Each line below should be repeated exactly as it stands.
BEGIN Material supplied
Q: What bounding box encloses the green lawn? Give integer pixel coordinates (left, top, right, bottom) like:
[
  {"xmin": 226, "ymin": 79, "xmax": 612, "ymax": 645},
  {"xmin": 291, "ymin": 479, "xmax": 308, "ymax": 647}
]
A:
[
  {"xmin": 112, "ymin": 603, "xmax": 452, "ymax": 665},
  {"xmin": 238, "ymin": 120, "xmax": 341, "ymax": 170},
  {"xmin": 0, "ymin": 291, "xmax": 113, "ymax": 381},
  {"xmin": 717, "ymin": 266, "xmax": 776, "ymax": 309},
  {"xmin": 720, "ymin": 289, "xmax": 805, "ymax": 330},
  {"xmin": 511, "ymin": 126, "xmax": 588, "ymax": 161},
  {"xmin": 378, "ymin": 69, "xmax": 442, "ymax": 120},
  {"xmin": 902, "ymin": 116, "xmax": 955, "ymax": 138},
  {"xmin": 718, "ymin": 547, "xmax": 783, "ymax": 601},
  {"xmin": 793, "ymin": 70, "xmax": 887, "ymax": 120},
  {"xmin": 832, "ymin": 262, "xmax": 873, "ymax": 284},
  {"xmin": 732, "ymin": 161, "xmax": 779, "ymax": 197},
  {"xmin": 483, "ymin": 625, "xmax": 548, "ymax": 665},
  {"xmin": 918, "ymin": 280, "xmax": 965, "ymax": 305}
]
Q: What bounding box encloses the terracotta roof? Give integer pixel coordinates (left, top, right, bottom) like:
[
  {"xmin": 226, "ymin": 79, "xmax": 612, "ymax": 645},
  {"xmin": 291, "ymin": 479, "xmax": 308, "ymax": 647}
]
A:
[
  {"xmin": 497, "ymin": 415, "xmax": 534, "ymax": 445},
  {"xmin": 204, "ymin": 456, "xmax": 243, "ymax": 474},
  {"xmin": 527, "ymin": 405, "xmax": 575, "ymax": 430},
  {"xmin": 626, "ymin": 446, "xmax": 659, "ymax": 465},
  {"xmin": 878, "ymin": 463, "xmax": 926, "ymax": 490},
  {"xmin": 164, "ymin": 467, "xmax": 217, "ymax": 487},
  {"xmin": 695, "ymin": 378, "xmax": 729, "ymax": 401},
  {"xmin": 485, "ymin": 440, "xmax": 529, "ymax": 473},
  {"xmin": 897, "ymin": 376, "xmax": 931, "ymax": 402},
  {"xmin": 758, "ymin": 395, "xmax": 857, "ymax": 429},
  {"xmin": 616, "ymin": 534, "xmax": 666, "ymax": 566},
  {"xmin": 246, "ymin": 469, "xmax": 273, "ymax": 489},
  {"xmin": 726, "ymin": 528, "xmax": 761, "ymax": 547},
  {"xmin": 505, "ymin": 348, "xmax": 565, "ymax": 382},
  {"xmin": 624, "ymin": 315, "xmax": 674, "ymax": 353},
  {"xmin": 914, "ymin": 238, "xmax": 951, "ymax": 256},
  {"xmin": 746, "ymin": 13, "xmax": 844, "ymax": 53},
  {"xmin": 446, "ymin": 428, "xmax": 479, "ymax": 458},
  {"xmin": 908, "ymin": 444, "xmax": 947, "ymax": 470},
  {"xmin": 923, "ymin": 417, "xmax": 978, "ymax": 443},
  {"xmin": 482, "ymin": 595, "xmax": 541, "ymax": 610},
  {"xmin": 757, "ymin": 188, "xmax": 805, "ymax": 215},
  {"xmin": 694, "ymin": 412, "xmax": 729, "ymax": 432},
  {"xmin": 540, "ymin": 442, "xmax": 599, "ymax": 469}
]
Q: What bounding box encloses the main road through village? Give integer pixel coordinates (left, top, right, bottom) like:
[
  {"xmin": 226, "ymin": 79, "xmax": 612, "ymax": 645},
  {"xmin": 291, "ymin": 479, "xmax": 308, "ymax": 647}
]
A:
END Material supplied
- _Solution to the problem_:
Q: What bounding box encloses the green lawn? Give integer pixel coordinates (left, top, right, bottom) like:
[
  {"xmin": 226, "ymin": 79, "xmax": 612, "ymax": 645},
  {"xmin": 291, "ymin": 479, "xmax": 308, "ymax": 647}
]
A:
[
  {"xmin": 112, "ymin": 603, "xmax": 452, "ymax": 665},
  {"xmin": 238, "ymin": 120, "xmax": 341, "ymax": 170},
  {"xmin": 0, "ymin": 291, "xmax": 113, "ymax": 381},
  {"xmin": 717, "ymin": 266, "xmax": 776, "ymax": 309},
  {"xmin": 720, "ymin": 289, "xmax": 805, "ymax": 330},
  {"xmin": 511, "ymin": 126, "xmax": 588, "ymax": 161},
  {"xmin": 378, "ymin": 69, "xmax": 442, "ymax": 120},
  {"xmin": 902, "ymin": 116, "xmax": 955, "ymax": 138},
  {"xmin": 718, "ymin": 547, "xmax": 783, "ymax": 601},
  {"xmin": 793, "ymin": 70, "xmax": 887, "ymax": 120},
  {"xmin": 832, "ymin": 262, "xmax": 873, "ymax": 284},
  {"xmin": 732, "ymin": 161, "xmax": 779, "ymax": 197},
  {"xmin": 483, "ymin": 625, "xmax": 548, "ymax": 665},
  {"xmin": 918, "ymin": 280, "xmax": 965, "ymax": 305}
]
Q: What bounding box encloses the terracotta roof? Give integer pixel coordinates (left, top, right, bottom) like:
[
  {"xmin": 226, "ymin": 79, "xmax": 612, "ymax": 645},
  {"xmin": 291, "ymin": 479, "xmax": 308, "ymax": 647}
]
A:
[
  {"xmin": 497, "ymin": 415, "xmax": 534, "ymax": 445},
  {"xmin": 204, "ymin": 456, "xmax": 243, "ymax": 474},
  {"xmin": 527, "ymin": 405, "xmax": 575, "ymax": 430},
  {"xmin": 626, "ymin": 446, "xmax": 659, "ymax": 465},
  {"xmin": 878, "ymin": 463, "xmax": 926, "ymax": 490},
  {"xmin": 164, "ymin": 467, "xmax": 217, "ymax": 487},
  {"xmin": 695, "ymin": 378, "xmax": 729, "ymax": 401},
  {"xmin": 485, "ymin": 440, "xmax": 529, "ymax": 473},
  {"xmin": 897, "ymin": 376, "xmax": 931, "ymax": 402},
  {"xmin": 758, "ymin": 395, "xmax": 857, "ymax": 429},
  {"xmin": 616, "ymin": 534, "xmax": 666, "ymax": 566},
  {"xmin": 246, "ymin": 469, "xmax": 273, "ymax": 489},
  {"xmin": 726, "ymin": 528, "xmax": 761, "ymax": 547},
  {"xmin": 505, "ymin": 348, "xmax": 565, "ymax": 382},
  {"xmin": 624, "ymin": 315, "xmax": 674, "ymax": 353},
  {"xmin": 914, "ymin": 238, "xmax": 951, "ymax": 256},
  {"xmin": 746, "ymin": 13, "xmax": 844, "ymax": 53},
  {"xmin": 446, "ymin": 428, "xmax": 479, "ymax": 458},
  {"xmin": 908, "ymin": 444, "xmax": 947, "ymax": 470},
  {"xmin": 923, "ymin": 417, "xmax": 978, "ymax": 443},
  {"xmin": 482, "ymin": 595, "xmax": 541, "ymax": 610},
  {"xmin": 757, "ymin": 188, "xmax": 805, "ymax": 215},
  {"xmin": 694, "ymin": 412, "xmax": 729, "ymax": 432},
  {"xmin": 540, "ymin": 442, "xmax": 599, "ymax": 469}
]
Q: What bounding box encloses the main road through village? Give integer pixel coordinates (left, top, right, bottom) like:
[
  {"xmin": 226, "ymin": 79, "xmax": 612, "ymax": 645},
  {"xmin": 291, "ymin": 479, "xmax": 308, "ymax": 647}
]
A:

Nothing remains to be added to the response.